• [QUELLDOKUMENT]:
------------------------------------------------------------

Politik zwischen Kommerz und Öffentlichkeit

■ Warum die Bilder der Fußballweltmeisterschaften 2002 und 2006 allen zugänglich sein sollten und der Streit darüber keine Posse ist. Das Nationalteam spielt nicht nur für die Premiere-Abonnenten

Berlin (taz) – Die Ministerpräsidenten haben ein entschiedenes Jein beschlossen: Die Drohung mit einem Staatsvertrag, der den Medienmogul Leo Kirch zwingen sollte, bestimmte Sportsendungen uncodiert zu zeigen, ist erst mal vertagt worden. Aber man hat Entschlossenheit gezeigt: Man wird viel dafür tun, daß jedermann auch bei den Weltmeisterschaften 2002 und 2006 zumindest alle Spiele der deutschen Mannschaft im Free-TV sehen kann.

Wenn Kirchs Plan durchkäme, wäre das, sagen manche, gar nicht so schlimm. Denn weil nicht jeder Fußballfan ein Pay-TV-Abonnement kaufen würde, käme es zu einer Renaissance der Fernsehstube. So würden die Leute gemeinsam in der Kneipe Fußball schauen, anstatt einsam zu Hause zu sitzen. Zudem: Daß die Ministerpräsidenten der Länder nun, viel zu spät, Volkes Stimme folgen, ist natürlich blanker Populismus. Auch mag man sich über den bleiernen Ernst mokieren, mit dem hier um etwas letztlich doch Nebensächliches wie Fußball gestritten wird. Und aus linksradikaler Warte könnte man noch hinzufügen: Die Spiele der Deutschen können ruhig codiert sein. So wird wenigstens das ungute Nationalgefühl nicht geschürt.

------------------------------------------------------------

• [Dateneinträge]:
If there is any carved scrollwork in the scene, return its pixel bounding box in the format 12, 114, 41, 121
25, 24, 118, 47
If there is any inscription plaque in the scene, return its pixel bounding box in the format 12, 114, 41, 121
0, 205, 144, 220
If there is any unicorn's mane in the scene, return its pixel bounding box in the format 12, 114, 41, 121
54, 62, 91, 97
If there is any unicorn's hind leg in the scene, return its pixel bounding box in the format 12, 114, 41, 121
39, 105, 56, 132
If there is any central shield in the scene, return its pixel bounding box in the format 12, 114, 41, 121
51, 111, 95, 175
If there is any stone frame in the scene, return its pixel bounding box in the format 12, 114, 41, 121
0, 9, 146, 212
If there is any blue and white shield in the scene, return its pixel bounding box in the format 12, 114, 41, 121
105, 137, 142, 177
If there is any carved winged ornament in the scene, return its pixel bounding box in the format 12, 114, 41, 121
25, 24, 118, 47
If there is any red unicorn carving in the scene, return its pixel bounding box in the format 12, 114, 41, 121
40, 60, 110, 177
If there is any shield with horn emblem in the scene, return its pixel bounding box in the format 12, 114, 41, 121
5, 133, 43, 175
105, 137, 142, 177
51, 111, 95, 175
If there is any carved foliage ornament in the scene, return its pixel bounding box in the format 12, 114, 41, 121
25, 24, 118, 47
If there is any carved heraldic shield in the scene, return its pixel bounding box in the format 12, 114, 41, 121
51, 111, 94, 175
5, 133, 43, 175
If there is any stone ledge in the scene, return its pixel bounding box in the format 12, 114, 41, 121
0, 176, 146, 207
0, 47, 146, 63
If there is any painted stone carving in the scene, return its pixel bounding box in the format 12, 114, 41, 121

------------------------------------------------------------

• [GESTELLTE AUFGABE]:
Entnimm den Artikel über die Fernsehrechte an den Fußballweltmeisterschaften vollständig und gib ihn wortgetreu wieder. Die Zeilen stammen aus einer anderen Quelle als der Artikel.

• [LÖSUNG]:
Politik zwischen Kommerz und Öffentlichkeit

■ Warum die Bilder der Fußballweltmeisterschaften 2002 und 2006 allen zugänglich sein sollten und der Streit darüber keine Posse ist. Das Nationalteam spielt nicht nur für die Premiere-Abonnenten

Berlin (taz) – Die Ministerpräsidenten haben ein entschiedenes Jein beschlossen: Die Drohung mit einem Staatsvertrag, der den Medienmogul Leo Kirch zwingen sollte, bestimmte Sportsendungen uncodiert zu zeigen, ist erst mal vertagt worden. Aber man hat Entschlossenheit gezeigt: Man wird viel dafür tun, daß jedermann auch bei den Weltmeisterschaften 2002 und 2006 zumindest alle Spiele der deutschen Mannschaft im Free-TV sehen kann.

Wenn Kirchs Plan durchkäme, wäre das, sagen manche, gar nicht so schlimm. Denn weil nicht jeder Fußballfan ein Pay-TV-Abonnement kaufen würde, käme es zu einer Renaissance der Fernsehstube. So würden die Leute gemeinsam in der Kneipe Fußball schauen, anstatt einsam zu Hause zu sitzen. Zudem: Daß die Ministerpräsidenten der Länder nun, viel zu spät, Volkes Stimme folgen, ist natürlich blanker Populismus. Auch mag man sich über den bleiernen Ernst mokieren, mit dem hier um etwas letztlich doch Nebensächliches wie Fußball gestritten wird. Und aus linksradikaler Warte könnte man noch hinzufügen: Die Spiele der Deutschen können ruhig codiert sein. So wird wenigstens das ungute Nationalgefühl nicht geschürt.